--- begin TEXT SEGMENT ---

And to help spread the word and maintain the foods, the UK Slow Food Chef Alliance plays an important role in bringing producers and chefs together to promote unique and seasonal ingredients. The founding chef and spokesperson of the Alliance is Irish-born Richard Corrigan of Corrigan’s in Mayfair and Bentley’s on Swallow Street. “Richard’s perfect for this role,” says Cat. “He totally espouses our ethos and believes in using seasonal produce in his recipes. He’s fantastic at promoting small artisan producers in every possible way. I feel very privileged to have Richard’s support.”
When Cat rushed into Richard’s restaurant on a particularly busy day of back to back meetings with various supporters, she was in panic mode as she’d failed to prepare a dessert for her evening guests. She asked him for some pastry to make one, but also to make a quiche. “Richard rustled up what he could spare before that evening’s service,” she giggles, “but I stupidly mixed the pastry up and made the quiche with the sweet pastry and the dessert with the salty one. No one said a word at dinner that night which was incredibly polite as nothing really tasted as it should have!”
Cat’s career at the United Nations, where she worked on sustainability and development projects naturally led her to launch Slow Food UK three years ago. At the time, she and her board were adamant they should have a tangible impact in Britain, so they decided to focus on food education as the main long-term goal. The resulting projects include the Slow Food Baby, Slow Food Kids and Slow Food on Campus educational programmes. They’re run in partnership with major charities such as the National Childbirth Trust for the baby project and the National Union of Students for the campus project.
“The baby version is about ‘happy eating’ and is an interactive workshop for parents and babies, where parents come and talk with our trainers about any issues they have. We handle their concerns and help them with getting into good habits when embarking on their babies’ first food adventure.”

--- end TEXT SEGMENT ---
--- begin PROVIDED INFORMATION ---

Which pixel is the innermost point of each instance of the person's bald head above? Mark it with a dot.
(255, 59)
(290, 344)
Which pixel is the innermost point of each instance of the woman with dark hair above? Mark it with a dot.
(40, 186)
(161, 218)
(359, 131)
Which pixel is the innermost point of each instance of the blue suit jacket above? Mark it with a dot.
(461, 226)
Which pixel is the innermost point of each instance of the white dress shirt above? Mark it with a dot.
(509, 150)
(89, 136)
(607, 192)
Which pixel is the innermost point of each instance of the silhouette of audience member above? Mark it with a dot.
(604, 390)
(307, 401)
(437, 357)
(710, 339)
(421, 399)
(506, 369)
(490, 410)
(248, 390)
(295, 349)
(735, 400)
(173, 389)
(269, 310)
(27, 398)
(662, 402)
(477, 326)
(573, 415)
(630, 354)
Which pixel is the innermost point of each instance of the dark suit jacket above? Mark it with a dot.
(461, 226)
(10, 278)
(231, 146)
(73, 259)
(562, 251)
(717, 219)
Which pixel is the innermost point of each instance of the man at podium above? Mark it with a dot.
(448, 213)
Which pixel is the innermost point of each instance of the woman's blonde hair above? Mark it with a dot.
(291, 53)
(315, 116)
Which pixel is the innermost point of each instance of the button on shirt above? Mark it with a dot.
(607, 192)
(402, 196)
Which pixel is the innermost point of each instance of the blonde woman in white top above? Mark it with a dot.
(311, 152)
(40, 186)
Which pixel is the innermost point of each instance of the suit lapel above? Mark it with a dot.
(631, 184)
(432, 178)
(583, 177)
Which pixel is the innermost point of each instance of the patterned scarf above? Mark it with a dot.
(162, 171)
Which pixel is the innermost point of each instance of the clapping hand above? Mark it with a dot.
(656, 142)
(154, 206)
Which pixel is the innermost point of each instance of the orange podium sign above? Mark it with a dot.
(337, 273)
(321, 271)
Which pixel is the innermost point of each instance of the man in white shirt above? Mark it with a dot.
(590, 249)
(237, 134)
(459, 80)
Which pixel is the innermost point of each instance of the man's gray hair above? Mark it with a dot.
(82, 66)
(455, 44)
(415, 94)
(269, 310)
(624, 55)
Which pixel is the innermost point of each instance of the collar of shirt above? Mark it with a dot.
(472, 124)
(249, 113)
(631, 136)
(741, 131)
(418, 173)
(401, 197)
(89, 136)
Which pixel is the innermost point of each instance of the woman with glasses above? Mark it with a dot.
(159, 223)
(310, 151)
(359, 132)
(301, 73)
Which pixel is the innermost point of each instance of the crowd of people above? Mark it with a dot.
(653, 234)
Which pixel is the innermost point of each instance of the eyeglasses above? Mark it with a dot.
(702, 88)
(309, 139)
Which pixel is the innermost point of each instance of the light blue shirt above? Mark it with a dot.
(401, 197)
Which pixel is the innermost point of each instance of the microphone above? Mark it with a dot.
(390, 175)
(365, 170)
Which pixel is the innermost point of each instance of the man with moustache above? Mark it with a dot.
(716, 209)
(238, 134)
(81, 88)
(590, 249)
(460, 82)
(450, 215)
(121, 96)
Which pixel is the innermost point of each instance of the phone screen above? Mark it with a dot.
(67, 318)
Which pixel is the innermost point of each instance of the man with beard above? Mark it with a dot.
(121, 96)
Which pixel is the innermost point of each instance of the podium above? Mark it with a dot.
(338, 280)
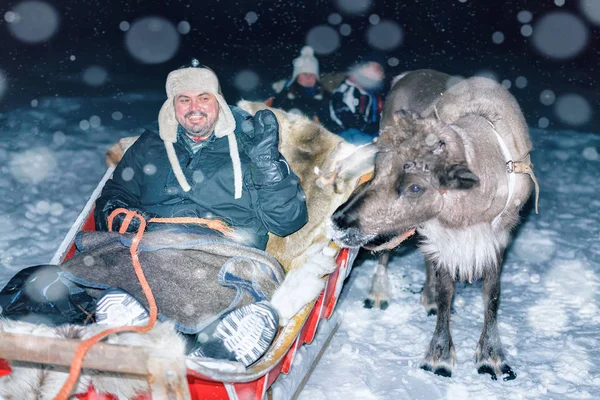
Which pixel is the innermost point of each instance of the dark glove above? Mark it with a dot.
(261, 145)
(134, 225)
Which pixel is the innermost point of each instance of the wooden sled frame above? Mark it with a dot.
(168, 377)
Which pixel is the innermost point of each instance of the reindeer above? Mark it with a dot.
(453, 172)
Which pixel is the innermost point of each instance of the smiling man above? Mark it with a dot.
(207, 160)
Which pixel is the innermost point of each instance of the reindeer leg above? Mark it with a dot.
(440, 356)
(489, 355)
(379, 295)
(429, 294)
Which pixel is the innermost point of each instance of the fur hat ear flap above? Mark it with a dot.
(167, 124)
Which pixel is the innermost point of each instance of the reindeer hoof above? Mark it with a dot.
(504, 370)
(370, 302)
(438, 370)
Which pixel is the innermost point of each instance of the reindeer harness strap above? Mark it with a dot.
(514, 167)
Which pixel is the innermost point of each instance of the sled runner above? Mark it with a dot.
(280, 373)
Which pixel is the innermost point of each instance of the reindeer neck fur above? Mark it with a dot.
(465, 252)
(473, 228)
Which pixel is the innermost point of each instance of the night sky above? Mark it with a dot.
(263, 36)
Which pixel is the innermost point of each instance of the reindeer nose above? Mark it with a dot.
(345, 220)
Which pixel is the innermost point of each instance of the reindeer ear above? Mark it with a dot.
(403, 115)
(458, 176)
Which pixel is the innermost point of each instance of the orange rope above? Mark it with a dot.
(83, 348)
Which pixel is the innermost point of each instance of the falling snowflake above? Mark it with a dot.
(33, 21)
(323, 39)
(152, 40)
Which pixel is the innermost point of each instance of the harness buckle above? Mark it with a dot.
(510, 166)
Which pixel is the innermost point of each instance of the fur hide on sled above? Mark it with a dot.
(41, 382)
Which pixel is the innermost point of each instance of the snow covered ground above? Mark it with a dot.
(52, 156)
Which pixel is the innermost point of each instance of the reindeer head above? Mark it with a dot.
(418, 160)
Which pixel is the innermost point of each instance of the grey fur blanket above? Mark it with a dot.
(194, 278)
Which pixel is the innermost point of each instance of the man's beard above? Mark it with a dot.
(199, 130)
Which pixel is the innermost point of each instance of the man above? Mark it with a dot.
(193, 166)
(355, 106)
(303, 93)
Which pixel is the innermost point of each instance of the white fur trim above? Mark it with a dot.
(306, 63)
(304, 284)
(176, 167)
(237, 166)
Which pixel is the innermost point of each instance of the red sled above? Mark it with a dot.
(280, 374)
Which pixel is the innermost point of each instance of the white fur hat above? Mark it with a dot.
(306, 63)
(197, 79)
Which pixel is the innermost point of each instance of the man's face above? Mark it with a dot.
(307, 80)
(373, 71)
(197, 112)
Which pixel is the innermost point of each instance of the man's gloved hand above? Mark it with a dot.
(260, 142)
(134, 225)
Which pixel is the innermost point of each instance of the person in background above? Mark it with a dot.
(303, 93)
(355, 106)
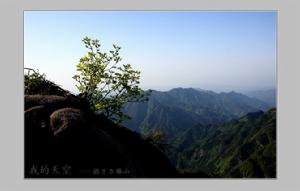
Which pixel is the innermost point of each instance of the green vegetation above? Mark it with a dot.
(241, 148)
(106, 83)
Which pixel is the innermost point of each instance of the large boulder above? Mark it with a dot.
(63, 131)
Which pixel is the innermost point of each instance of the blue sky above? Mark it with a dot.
(219, 51)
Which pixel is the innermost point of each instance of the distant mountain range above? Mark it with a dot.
(217, 134)
(182, 108)
(267, 96)
(240, 148)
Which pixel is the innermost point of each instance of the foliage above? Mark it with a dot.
(105, 82)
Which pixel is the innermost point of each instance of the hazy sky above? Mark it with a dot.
(219, 51)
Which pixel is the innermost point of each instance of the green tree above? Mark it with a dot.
(106, 83)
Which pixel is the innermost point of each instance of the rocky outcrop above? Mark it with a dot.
(62, 133)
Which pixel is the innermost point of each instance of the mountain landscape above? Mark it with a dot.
(218, 134)
(206, 134)
(182, 108)
(268, 96)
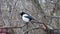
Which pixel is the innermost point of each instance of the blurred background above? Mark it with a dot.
(47, 11)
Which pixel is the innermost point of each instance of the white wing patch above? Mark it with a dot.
(24, 18)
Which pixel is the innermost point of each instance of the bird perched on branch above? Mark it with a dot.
(26, 17)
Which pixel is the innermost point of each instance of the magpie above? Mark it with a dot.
(26, 17)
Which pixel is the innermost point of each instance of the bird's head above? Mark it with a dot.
(22, 13)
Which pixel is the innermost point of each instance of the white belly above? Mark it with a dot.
(25, 19)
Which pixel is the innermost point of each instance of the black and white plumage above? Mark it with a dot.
(26, 17)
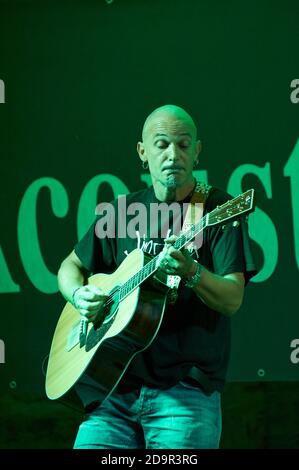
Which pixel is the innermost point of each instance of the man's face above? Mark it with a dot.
(170, 148)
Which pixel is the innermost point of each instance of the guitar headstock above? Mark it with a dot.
(237, 206)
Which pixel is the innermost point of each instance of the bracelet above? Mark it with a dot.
(73, 296)
(196, 277)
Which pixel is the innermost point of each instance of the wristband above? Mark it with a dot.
(196, 277)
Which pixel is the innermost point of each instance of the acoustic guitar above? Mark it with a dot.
(137, 295)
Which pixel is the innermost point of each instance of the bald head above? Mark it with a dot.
(168, 112)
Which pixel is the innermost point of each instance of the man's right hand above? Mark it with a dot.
(89, 300)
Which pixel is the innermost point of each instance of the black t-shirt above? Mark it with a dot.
(191, 333)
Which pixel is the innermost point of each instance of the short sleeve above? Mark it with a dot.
(96, 254)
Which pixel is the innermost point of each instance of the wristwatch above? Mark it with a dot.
(195, 278)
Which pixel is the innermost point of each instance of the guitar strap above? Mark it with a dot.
(193, 215)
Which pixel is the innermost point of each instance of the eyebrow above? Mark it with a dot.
(164, 135)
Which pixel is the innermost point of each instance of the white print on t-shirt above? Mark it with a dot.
(153, 248)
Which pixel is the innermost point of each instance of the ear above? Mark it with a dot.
(141, 151)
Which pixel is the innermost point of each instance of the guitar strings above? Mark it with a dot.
(180, 242)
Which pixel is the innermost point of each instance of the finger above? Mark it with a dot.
(171, 240)
(95, 290)
(91, 296)
(88, 305)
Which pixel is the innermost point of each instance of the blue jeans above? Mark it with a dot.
(181, 417)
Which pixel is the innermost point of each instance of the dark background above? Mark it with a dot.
(80, 78)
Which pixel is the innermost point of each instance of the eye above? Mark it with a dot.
(184, 145)
(161, 144)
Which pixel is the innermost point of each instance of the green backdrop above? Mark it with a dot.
(78, 79)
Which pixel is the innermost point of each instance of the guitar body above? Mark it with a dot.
(129, 327)
(134, 311)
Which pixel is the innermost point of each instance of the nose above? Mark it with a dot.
(173, 152)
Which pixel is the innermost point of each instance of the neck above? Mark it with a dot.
(170, 193)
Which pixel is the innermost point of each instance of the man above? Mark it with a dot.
(157, 404)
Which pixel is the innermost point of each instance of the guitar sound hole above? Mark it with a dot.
(100, 328)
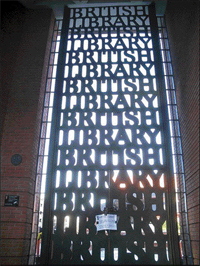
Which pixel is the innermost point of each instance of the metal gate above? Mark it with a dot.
(110, 194)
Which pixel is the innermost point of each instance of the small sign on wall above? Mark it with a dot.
(11, 200)
(106, 222)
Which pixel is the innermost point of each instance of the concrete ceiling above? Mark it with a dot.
(58, 5)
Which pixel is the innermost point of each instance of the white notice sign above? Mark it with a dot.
(106, 222)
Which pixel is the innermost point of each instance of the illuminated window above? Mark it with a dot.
(110, 140)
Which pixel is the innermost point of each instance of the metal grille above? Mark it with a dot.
(109, 150)
(178, 165)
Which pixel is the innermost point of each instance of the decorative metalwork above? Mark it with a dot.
(111, 150)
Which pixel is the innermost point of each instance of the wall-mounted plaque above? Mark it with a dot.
(106, 222)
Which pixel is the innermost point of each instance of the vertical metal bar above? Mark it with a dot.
(171, 206)
(47, 226)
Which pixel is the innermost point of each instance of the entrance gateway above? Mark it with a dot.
(109, 193)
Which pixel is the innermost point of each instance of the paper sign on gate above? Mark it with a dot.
(106, 222)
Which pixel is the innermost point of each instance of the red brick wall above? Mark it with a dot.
(182, 19)
(25, 79)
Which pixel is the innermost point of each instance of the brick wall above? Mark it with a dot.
(182, 19)
(25, 60)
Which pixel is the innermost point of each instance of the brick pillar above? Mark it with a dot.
(26, 77)
(182, 18)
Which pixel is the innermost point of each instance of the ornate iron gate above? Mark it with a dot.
(110, 151)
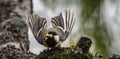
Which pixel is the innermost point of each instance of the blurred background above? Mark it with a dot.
(97, 19)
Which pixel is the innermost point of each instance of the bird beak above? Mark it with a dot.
(56, 38)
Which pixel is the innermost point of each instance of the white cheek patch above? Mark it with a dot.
(56, 38)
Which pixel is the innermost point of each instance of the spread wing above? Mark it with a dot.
(37, 25)
(64, 22)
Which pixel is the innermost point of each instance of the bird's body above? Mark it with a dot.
(53, 37)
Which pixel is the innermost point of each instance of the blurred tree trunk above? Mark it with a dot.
(14, 43)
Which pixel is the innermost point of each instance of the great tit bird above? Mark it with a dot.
(53, 37)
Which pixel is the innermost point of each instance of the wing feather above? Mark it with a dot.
(64, 22)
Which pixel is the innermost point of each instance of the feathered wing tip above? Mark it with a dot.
(37, 24)
(65, 22)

--- end PROVIDED INFORMATION ---

> [EXERCISES]
• a. Summarize the Slow Food UK text in two sentences.
• b. According to the Slow Food UK text, why did Cat and her board choose food education as the main long-term goal? Answer in one or two sentences.
• c. Write the next paragraph of the Slow Food UK text, picking up after its final sentence.

> [ANSWERS PER TASK]
• a. Slow Food UK, which Cat launched three years ago after a United Nations career in sustainability and development, works with the UK Slow Food Chef Alliance, whose founding chef Richard Corrigan brings producers and chefs together to promote seasonal ingredients. To have a tangible impact in Britain, the organization made food education its main long-term goal, running baby, kids and campus programs with partner charities, including a "happy eating" workshop for parents and babies.

• b. They chose food education because they were adamant that Slow Food UK should have a tangible impact in Britain.

• c.
The kids programme, aimed at children between the ages of three and 10, is based on the five senses—using the eyes, ears, hands and nose to explore different types of food. One activity has little bags with different types of food the children have to try and identify. It’s all a game and the kids enjoy that aspect particularly. “Again, depending on where we are in the country, we try to use local products like barley, or different types of grain, to vary the textures on offer.”
Slow Food has rolled out this programme to include schools, community centres and food festivals and about 13,000 children have so far benefitted from it. Cat says reactions have been overwhelmingly positive. “It’s been a huge learning curve for us too,” she admits. “We had one child identify everything as a chip, but the child before was identifying passion fruit and star fruit! And that was in the same school. Others didn’t even know the names of some of the basic fruits we offered, like bananas. We’ve learned not to assume too much.”
The other new aspect of the kids programmes has been the introduction of cheese. The Italian cheese association of certified DOP producers, Grana Padano, has been supporting the project which has included taking a whole big wheel of cheese into the schools and festivals. “Making cheese is craftsmanship,” says Cat. “That’s why we chose Grana Padano as a partner. It’s so nutritious and in Italy, athletes and children snack on it. I want to get the message across by offering the children and the parents a nibble from this huge big wheel we take around. That’s gone really well. People are amazed at the size of the wheel, and its beauty, and that helps to educate people that cheese doesn’t come in plastic packets from the supermarket—there’s a whole ageing process involved.”
As we wind down our chat, Cat brings out the cake she’s prepared for me and insists I try a slice before I head off. As I drink my tea and bite into the cake, I do so with the Slow Food ethos in mind—enjoying every mouthful.